5 - DORMIR COM O INIMIGO

Conhecia-os bem, porque passavam, de vez em quando, pelo nosso aquartelamento de Mampatá, a caminho do mato, sempre que as operações decorriam na área do sector atribuído à nossa companhia. A sua companhia era de intervenção, o que significava que não tinha apenas uma área fixa à sua responsabilidade operacional, mas intervinham às ordens do comando do batalhão, ora num subsector ora noutro. Era na verdade uma companhia muito prestigiada e com uma atividade operacional muito intensa a Companhia de Caçadores n.º 18, designada por nós a CCaç 18, a que aqueles dois furriéis pertenciam.

A maioria dos seus militares era natural da Guiné, e só a minoria composta pelo capitão, quatro alferes, 1.º sargento, alguns furriéis e uns tantos cabos especialistas, eram oriundos da então chamada metrópole portuguesa. Mas estes dois furriéis que viajavam comigo num batelão de mercadorias, em pleno rio Grande de Buba, eram guineenses de pele bem escura. E se nos conhecíamos de Mampatá e até de encontros fortuitos em Aldeia Formosa, durante aquelas longas horas entre Buba e Bissau, com escala na ilha de Bolama, falámos de tudo, mas especialmente da guerra e das previsões que dela faziam aqueles dois meus camaradas de armas. Sim parecia-me que entre nós os três havia muito em comum, embora não deixasse de considerar que eles estavam no seu solo e no seio da sua cultura.

# [Tarefa A]
No relato sobre a CCaç 18, reescreva o trecho que começa em "5 - DORMIR COM" e termina em "dois furriéis pertenciam.", trocando "furriéis" por "cabos".
# [Tarefa B]
Dê seguimento ao relato sobre a CCaç 18, começando logo após a última frase apresentada.

# [Registos extraídos]
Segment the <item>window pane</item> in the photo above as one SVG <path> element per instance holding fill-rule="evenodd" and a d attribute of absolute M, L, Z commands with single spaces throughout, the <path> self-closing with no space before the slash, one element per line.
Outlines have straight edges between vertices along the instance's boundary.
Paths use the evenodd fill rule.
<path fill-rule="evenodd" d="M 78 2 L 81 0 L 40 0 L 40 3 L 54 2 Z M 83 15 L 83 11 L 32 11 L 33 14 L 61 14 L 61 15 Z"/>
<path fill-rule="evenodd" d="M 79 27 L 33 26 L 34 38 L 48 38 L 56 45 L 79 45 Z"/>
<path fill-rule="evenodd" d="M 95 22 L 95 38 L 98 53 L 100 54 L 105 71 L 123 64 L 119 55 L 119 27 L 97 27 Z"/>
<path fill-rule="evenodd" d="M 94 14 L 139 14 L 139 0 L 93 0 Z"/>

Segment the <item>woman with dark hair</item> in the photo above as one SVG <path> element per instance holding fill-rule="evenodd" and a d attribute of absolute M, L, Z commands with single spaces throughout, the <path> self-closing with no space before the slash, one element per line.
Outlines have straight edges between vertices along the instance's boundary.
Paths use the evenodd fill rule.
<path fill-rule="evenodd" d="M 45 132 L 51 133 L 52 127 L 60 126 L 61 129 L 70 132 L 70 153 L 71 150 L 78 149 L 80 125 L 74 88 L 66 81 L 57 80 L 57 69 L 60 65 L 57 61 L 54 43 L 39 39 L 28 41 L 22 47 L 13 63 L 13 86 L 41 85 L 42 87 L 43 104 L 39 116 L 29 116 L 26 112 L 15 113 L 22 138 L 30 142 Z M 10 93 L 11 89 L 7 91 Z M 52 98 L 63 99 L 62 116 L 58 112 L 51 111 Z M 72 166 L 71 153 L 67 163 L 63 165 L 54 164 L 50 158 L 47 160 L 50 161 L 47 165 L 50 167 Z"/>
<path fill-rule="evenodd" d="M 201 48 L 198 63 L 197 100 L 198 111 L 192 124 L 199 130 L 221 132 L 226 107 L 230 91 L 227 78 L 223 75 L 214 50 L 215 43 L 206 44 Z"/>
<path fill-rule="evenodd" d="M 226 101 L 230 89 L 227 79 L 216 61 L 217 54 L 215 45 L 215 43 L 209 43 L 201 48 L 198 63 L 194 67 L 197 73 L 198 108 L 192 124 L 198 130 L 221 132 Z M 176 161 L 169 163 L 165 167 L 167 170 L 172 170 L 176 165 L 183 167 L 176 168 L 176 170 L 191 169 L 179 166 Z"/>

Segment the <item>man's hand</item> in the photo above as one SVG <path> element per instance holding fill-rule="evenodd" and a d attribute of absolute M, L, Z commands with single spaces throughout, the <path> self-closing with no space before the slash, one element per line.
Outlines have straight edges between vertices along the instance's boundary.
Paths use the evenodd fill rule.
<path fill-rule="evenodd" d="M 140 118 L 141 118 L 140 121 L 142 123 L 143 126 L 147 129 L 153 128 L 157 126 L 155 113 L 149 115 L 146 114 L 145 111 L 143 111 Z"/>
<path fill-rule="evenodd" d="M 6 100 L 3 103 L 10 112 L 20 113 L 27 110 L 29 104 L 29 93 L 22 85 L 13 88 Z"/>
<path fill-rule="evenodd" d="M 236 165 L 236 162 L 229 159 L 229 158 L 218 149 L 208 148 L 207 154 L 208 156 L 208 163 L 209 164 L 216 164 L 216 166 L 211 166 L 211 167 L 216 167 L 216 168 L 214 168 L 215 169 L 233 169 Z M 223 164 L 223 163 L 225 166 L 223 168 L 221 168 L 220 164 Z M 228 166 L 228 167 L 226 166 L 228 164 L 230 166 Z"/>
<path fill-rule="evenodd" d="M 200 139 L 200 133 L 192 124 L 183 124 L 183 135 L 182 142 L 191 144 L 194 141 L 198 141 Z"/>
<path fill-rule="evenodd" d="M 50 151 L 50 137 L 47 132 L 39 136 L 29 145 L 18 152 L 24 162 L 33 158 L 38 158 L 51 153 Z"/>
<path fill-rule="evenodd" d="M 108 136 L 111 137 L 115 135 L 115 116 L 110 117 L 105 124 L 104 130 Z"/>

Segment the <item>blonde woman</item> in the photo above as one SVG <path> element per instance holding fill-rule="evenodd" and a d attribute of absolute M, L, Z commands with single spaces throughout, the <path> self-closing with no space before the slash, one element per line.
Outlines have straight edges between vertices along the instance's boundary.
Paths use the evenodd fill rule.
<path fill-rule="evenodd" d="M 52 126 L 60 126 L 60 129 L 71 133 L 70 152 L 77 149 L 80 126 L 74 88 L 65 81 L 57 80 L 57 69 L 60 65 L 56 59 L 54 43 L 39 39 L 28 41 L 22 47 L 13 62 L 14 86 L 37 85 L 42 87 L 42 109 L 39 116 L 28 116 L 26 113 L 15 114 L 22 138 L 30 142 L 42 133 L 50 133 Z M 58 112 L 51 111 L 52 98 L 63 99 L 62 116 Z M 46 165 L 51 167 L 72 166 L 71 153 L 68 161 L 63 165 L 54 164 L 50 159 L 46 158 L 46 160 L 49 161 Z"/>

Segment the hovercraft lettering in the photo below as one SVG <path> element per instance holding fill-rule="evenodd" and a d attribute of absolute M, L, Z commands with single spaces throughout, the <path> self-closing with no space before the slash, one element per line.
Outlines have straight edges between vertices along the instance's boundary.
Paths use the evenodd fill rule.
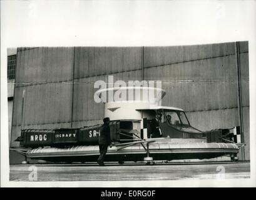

# [Resposta final A]
5 - DORMIR COM O INIMIGO

Conhecia-os bem, porque passavam, de vez em quando, pelo nosso aquartelamento de Mampatá, a caminho do mato, sempre que as operações decorriam na área do sector atribuído à nossa companhia. A sua companhia era de intervenção, o que significava que não tinha apenas uma área fixa à sua responsabilidade operacional, mas intervinham às ordens do comando do batalhão, ora num subsector ora noutro. Era na verdade uma companhia muito prestigiada e com uma atividade operacional muito intensa a Companhia de Caçadores n.º 18, designada por nós a CCaç 18, a que aqueles dois cabos pertenciam.

# [Resposta final B]
Ambos eram manjacos, um dos grupos étnicos não islamizados, combatentes do exército português, tal como eu. Os três iríamos desfrutar de um mês de férias, eu em Medas-Gondomar, eles em Bissau. Pelo que tenho presente nenhuma reserva mental se interpunha entre o meu pensamento e as ideias que exteriorizava sobre aquele conflito sugador de bens, ávido de sacrifícios e predador de vidas. Parecia-me, pelo lado de ambos, algum desconforto na impossibilidade de me dizerem tudo o que lhes ia na alma. Sentir-se-iam eles de consciência absolutamente tranquila, cientes de que lutavam dentro do seu território contra, pelo menos, uma parte do seu próprio povo? Ou criam naquela ideia, utópica para uns, realizável para outros, de uma Guiné integrada num espaço pluricontinental e pluricultural, beneficiando da proteção de uma metrópole europeia capaz de assegurar a formação de quadros técnicos e apoio na construção de infraestruturas, num território delas tão carente? Mas como poderia Portugal, então sob um regime de ditadura, garantir a uma ou a todas as suas parcelas dispersas pelas mais diversas geografias, um governo autónomo resultante de uma escolha democrática?

Um era o Furriel Baticã, do outro já se me varreu o nome da memória, mas ambos me pareciam apreensivos quanto ao seu futuro, vestindo uma roupagem que não lhes assentava na perfeição. Mesmo assim, no decurso daquela viagem até Bissau, muito aprendi da sociologia da Guiné, dos usos e costumes, dos dialetos, do comércio esclavagista, do fluxo demográfico da Guiné para Cabo Verde e, posteriormente, da migração de cabo-verdianos para a Guiné.

Desembarcados em Bissau, combinámos beber umas cervejas no Café Bento, logo ali à direita, no início da avenida mais importante da capital guineense, onde daríamos os últimos retoques à conversa e nos despediríamos. E foi assim, na despedida, que os dois camaradas da CCaç 18 me convidaram para passar, na casa que tinham na cidade, os dois ou três dias que teria que esperar pelo meu embarque para o Porto, via Lisboa.
A casa era modesta, para os padrões europeus, mas boa no contexto da Guiné. Num amplo quarto estavam dispostas meia dúzia de camas de ferro ladeadas por uma mesinha de cabeceira. Tudo muito sóbrio num chão de cimento coberto aqui e ali por esteiras de confeção artesanal.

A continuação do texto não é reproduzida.